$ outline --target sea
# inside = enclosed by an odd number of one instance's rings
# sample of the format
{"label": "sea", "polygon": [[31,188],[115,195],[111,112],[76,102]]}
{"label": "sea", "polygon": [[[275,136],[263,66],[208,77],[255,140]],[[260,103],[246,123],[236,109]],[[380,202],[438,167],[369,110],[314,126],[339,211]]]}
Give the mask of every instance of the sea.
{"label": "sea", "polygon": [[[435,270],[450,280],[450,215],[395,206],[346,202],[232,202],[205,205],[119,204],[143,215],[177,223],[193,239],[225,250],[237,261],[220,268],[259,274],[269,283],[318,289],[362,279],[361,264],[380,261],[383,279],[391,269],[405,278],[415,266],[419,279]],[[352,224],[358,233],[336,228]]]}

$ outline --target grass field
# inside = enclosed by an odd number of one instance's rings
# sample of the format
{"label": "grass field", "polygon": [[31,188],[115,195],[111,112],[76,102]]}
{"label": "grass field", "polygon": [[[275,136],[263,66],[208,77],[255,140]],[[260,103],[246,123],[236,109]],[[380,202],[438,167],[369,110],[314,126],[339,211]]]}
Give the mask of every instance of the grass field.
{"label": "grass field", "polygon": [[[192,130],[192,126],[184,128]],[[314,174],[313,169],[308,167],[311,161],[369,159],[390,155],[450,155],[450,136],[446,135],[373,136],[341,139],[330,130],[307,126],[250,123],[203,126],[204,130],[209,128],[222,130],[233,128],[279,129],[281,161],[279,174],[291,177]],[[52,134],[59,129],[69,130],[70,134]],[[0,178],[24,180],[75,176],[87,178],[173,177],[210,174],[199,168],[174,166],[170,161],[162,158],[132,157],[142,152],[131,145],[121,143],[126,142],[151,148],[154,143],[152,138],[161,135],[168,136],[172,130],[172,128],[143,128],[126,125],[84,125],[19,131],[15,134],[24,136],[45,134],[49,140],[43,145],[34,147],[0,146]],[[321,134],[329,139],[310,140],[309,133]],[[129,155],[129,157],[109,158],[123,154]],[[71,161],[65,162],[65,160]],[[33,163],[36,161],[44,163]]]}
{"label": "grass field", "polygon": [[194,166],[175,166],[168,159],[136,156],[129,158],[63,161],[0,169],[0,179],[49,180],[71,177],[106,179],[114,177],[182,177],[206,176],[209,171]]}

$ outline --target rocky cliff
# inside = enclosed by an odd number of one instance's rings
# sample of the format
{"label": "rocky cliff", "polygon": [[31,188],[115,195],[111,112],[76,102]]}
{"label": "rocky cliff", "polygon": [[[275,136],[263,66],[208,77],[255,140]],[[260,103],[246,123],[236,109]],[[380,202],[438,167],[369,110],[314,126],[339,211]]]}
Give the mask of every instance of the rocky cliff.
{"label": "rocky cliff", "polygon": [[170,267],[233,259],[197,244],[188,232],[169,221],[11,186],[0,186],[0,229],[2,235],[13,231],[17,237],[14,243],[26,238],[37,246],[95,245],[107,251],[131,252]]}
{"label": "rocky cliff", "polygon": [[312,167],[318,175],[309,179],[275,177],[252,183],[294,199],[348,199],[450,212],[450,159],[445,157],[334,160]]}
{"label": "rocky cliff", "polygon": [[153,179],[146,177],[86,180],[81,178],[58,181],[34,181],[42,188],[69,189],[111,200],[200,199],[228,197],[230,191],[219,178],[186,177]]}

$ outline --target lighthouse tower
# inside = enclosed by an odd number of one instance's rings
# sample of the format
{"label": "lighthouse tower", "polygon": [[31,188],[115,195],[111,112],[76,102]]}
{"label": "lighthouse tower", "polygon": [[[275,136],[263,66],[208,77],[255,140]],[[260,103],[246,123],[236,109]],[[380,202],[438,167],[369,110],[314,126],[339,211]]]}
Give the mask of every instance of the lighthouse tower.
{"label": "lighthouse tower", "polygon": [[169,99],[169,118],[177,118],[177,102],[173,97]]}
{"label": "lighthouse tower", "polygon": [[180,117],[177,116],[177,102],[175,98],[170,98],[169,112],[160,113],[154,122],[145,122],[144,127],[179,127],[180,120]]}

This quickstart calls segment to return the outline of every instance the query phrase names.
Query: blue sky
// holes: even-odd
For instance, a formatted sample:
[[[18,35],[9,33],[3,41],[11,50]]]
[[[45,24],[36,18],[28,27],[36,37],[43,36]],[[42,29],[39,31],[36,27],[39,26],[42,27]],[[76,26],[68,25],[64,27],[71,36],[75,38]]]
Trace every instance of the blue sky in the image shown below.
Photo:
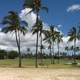
[[[0,0],[0,20],[7,15],[10,10],[20,12],[23,0]],[[68,30],[80,22],[80,11],[68,12],[72,5],[80,5],[80,0],[43,0],[43,5],[47,5],[49,12],[41,11],[40,15],[47,24],[62,25],[60,28],[66,35]],[[2,25],[0,25],[1,27]]]

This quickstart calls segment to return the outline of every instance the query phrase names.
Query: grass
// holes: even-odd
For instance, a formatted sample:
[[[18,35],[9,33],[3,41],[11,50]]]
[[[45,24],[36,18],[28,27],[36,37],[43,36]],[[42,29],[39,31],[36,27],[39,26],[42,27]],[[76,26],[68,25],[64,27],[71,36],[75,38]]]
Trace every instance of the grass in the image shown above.
[[[60,59],[60,63],[57,63],[58,60],[55,60],[55,64],[50,63],[50,59],[44,59],[43,64],[39,65],[40,60],[38,60],[39,67],[45,68],[74,68],[73,65],[67,65],[66,63],[70,62],[70,60]],[[80,62],[80,61],[78,61]],[[0,67],[18,67],[18,59],[5,59],[0,60]],[[22,67],[35,67],[35,59],[22,59]]]

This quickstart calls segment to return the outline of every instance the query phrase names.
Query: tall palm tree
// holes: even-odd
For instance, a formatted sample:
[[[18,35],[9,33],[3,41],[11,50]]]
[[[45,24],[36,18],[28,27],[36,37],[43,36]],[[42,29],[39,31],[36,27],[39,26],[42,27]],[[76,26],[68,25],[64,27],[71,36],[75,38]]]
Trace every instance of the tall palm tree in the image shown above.
[[[43,56],[42,56],[42,50],[43,50],[43,44],[42,44],[42,41],[43,41],[43,38],[42,38],[42,33],[44,33],[44,31],[43,31],[43,23],[42,23],[42,21],[41,21],[41,27],[40,27],[40,30],[39,30],[39,32],[40,32],[40,37],[41,37],[41,45],[40,45],[40,52],[41,52],[41,64],[43,64]]]
[[[54,63],[54,42],[56,40],[56,31],[55,31],[55,25],[51,25],[49,30],[45,31],[45,39],[49,43],[49,49],[50,49],[50,55],[51,55],[51,64]],[[52,54],[52,48],[53,46],[53,54]]]
[[[44,35],[45,35],[45,38],[43,40],[49,44],[48,49],[50,50],[49,55],[50,55],[51,64],[52,64],[52,41],[51,41],[51,37],[50,37],[50,31],[45,30]]]
[[[33,26],[33,29],[32,29],[32,31],[33,31],[33,34],[35,34],[35,33],[37,33],[38,32],[38,34],[40,35],[40,53],[41,53],[41,64],[42,64],[42,62],[43,62],[43,60],[42,60],[42,49],[43,49],[43,45],[42,45],[42,41],[43,41],[43,38],[42,38],[42,33],[44,33],[44,30],[43,30],[43,23],[42,23],[42,21],[39,19],[38,20],[38,25],[36,26],[36,24]]]
[[[4,17],[2,24],[4,28],[2,29],[3,32],[14,32],[16,37],[16,43],[19,52],[19,67],[21,67],[21,52],[20,52],[20,32],[25,34],[27,31],[26,27],[22,25],[18,13],[15,11],[9,11],[8,15]]]
[[[52,64],[54,64],[54,43],[56,40],[56,30],[55,30],[55,25],[50,26],[50,35],[51,35],[51,40],[52,40],[52,46],[53,46],[53,54],[52,54]]]
[[[69,31],[68,36],[70,36],[68,41],[73,41],[74,42],[74,55],[73,55],[73,59],[74,59],[74,63],[76,63],[76,40],[79,39],[78,35],[77,35],[77,28],[76,27],[72,27],[72,29]]]
[[[57,31],[56,32],[56,41],[57,41],[57,47],[58,47],[58,63],[59,63],[59,57],[60,57],[59,44],[60,44],[60,42],[63,42],[62,37],[63,37],[63,35]]]
[[[38,25],[39,11],[41,9],[45,9],[46,11],[48,11],[47,7],[42,6],[41,0],[24,0],[23,7],[24,8],[31,8],[32,10],[29,13],[31,13],[33,11],[36,14],[36,16],[37,16],[36,26]],[[37,54],[38,54],[38,31],[37,31],[37,39],[36,39],[36,64],[35,64],[36,68],[38,67],[38,65],[37,65]]]

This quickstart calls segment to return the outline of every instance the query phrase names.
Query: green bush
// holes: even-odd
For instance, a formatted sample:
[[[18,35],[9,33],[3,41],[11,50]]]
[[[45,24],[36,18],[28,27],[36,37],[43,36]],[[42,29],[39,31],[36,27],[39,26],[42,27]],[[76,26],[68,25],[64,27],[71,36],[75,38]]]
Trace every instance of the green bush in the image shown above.
[[[15,59],[18,57],[18,53],[16,51],[10,51],[8,53],[8,59]]]
[[[0,50],[0,59],[7,58],[7,52],[5,50]]]

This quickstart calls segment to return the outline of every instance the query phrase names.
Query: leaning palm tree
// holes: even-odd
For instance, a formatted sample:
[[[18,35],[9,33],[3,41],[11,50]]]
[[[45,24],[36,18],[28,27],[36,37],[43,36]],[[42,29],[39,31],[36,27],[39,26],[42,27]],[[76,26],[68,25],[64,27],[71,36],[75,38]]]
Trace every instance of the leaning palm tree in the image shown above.
[[[60,44],[60,42],[63,42],[62,37],[63,37],[63,35],[57,31],[56,32],[56,41],[57,41],[57,47],[58,47],[58,63],[59,63],[59,57],[60,57],[59,44]]]
[[[24,4],[23,4],[24,8],[31,8],[32,10],[29,12],[34,12],[37,16],[36,18],[36,26],[38,25],[38,17],[39,17],[39,12],[41,9],[45,9],[46,11],[48,11],[47,7],[42,6],[41,4],[41,0],[24,0]],[[29,14],[27,13],[27,14]],[[37,39],[36,39],[36,68],[38,67],[37,65],[37,54],[38,54],[38,31],[37,31]]]
[[[18,13],[15,11],[9,11],[8,15],[4,17],[2,24],[4,25],[4,28],[2,28],[3,32],[14,32],[15,34],[19,52],[19,67],[21,67],[20,32],[25,34],[27,29],[25,26],[22,25]]]
[[[70,36],[68,41],[73,41],[74,42],[74,55],[73,55],[73,59],[74,59],[74,63],[76,63],[76,40],[79,39],[79,36],[77,35],[77,28],[76,27],[72,27],[72,29],[69,31],[68,36]]]

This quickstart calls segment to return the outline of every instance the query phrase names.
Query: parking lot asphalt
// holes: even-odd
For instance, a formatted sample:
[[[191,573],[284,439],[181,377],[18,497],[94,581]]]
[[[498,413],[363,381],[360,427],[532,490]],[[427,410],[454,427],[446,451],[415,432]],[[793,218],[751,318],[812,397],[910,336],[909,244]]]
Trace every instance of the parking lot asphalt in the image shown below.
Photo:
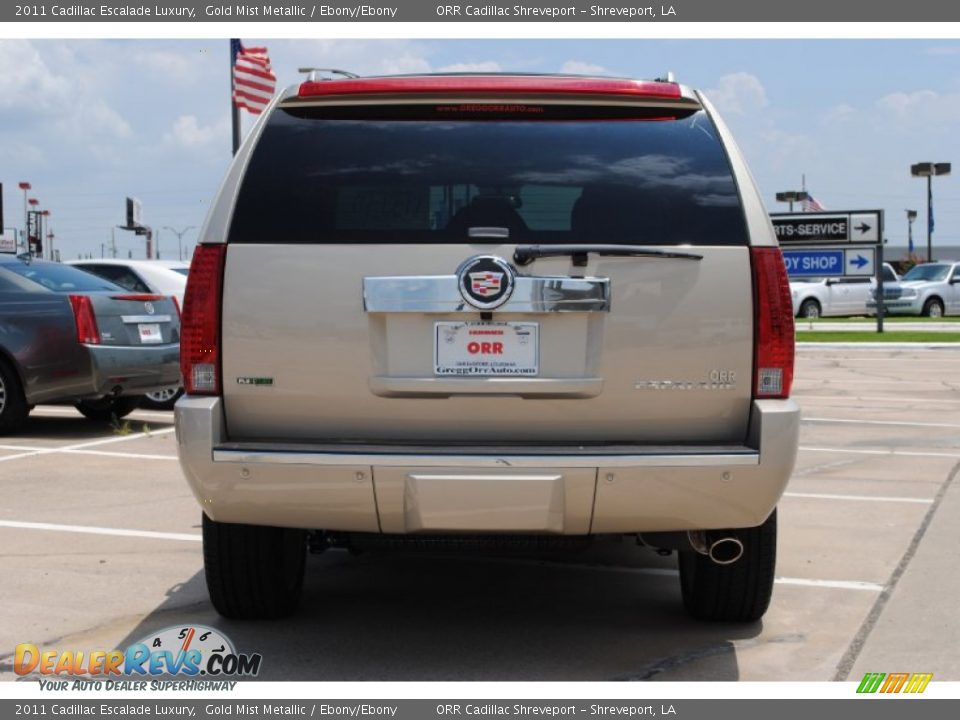
[[[674,557],[631,542],[555,558],[328,551],[299,613],[207,601],[200,511],[172,413],[120,428],[40,407],[0,437],[0,679],[13,649],[113,649],[181,623],[261,652],[268,680],[960,680],[960,351],[798,353],[804,410],[778,579],[750,625],[689,619]]]

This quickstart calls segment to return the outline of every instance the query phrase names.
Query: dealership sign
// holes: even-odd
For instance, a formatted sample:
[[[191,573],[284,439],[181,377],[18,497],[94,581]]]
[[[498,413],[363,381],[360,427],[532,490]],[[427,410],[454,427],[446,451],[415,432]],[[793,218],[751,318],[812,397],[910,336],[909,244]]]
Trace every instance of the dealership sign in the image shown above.
[[[879,210],[773,213],[770,220],[781,245],[880,242]]]

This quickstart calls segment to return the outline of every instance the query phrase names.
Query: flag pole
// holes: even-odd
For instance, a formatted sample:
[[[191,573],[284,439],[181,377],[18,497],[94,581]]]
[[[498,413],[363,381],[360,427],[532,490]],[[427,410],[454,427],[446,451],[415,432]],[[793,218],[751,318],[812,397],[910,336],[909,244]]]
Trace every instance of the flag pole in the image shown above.
[[[237,45],[239,40],[230,41],[230,113],[233,125],[233,154],[240,149],[240,108],[233,97],[233,68],[237,64]]]

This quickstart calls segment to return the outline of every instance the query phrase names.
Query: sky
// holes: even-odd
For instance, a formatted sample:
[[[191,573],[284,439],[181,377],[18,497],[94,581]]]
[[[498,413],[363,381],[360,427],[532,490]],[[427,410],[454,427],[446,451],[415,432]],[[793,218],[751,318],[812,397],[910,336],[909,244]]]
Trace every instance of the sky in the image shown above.
[[[301,66],[361,75],[436,71],[572,72],[654,78],[704,90],[731,127],[768,210],[806,189],[828,210],[886,211],[906,245],[906,209],[926,243],[926,182],[916,162],[952,162],[934,180],[934,245],[960,246],[960,41],[956,40],[277,40],[278,84]],[[253,117],[244,114],[243,131]],[[120,254],[142,238],[114,228],[143,203],[161,257],[189,247],[226,171],[229,42],[0,40],[4,224],[23,225],[20,181],[51,213],[63,259]]]

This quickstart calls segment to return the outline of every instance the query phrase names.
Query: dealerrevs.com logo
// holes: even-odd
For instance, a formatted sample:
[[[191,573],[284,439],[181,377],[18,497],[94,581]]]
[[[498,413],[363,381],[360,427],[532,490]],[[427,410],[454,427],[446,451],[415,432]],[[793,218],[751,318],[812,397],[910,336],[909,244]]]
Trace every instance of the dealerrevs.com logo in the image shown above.
[[[20,676],[39,675],[45,689],[67,689],[66,682],[54,678],[69,678],[95,681],[107,690],[130,690],[145,689],[146,683],[136,682],[137,678],[225,681],[256,677],[262,660],[260,653],[237,652],[233,642],[215,628],[176,625],[150,633],[122,650],[41,650],[22,643],[14,652],[13,669]],[[204,682],[203,688],[217,689],[207,687],[214,684]],[[235,683],[223,684],[232,688]],[[151,683],[151,689],[168,685],[188,689],[176,683]]]

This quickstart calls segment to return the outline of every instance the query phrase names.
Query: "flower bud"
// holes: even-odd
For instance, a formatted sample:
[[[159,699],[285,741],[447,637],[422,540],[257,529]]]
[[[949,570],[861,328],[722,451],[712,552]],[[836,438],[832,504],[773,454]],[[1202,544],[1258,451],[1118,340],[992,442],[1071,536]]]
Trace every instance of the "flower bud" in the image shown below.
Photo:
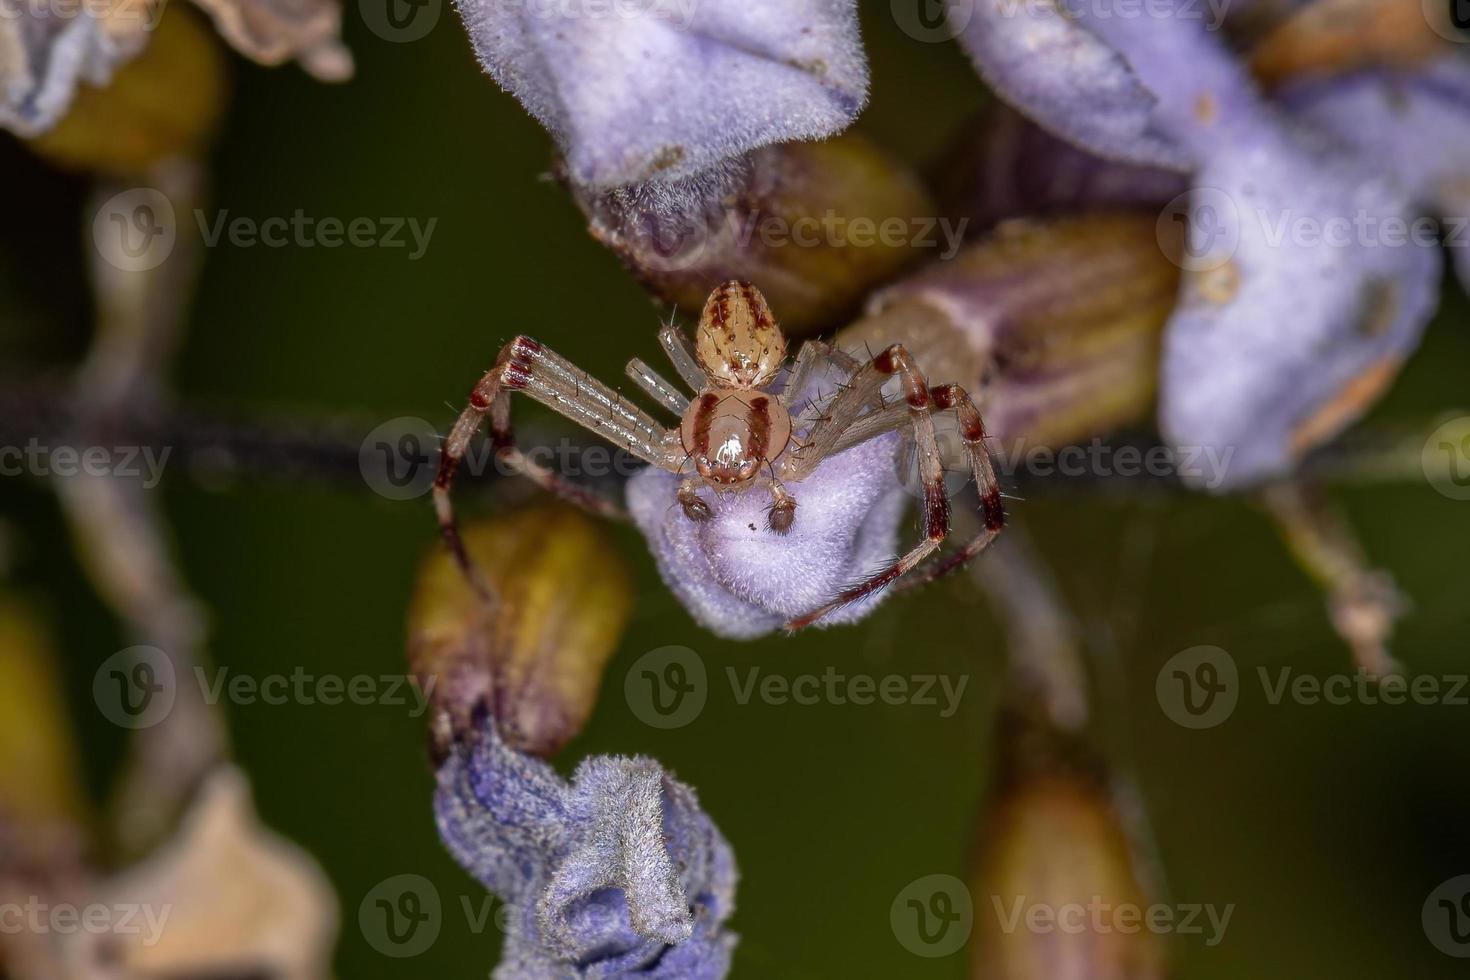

------------------------------------

_Task prompt_: Pick from the records each line that contains the word "blue" and show it.

_Exercise result_:
Query: blue sky
Trace every instance of the blue sky in the image shown below.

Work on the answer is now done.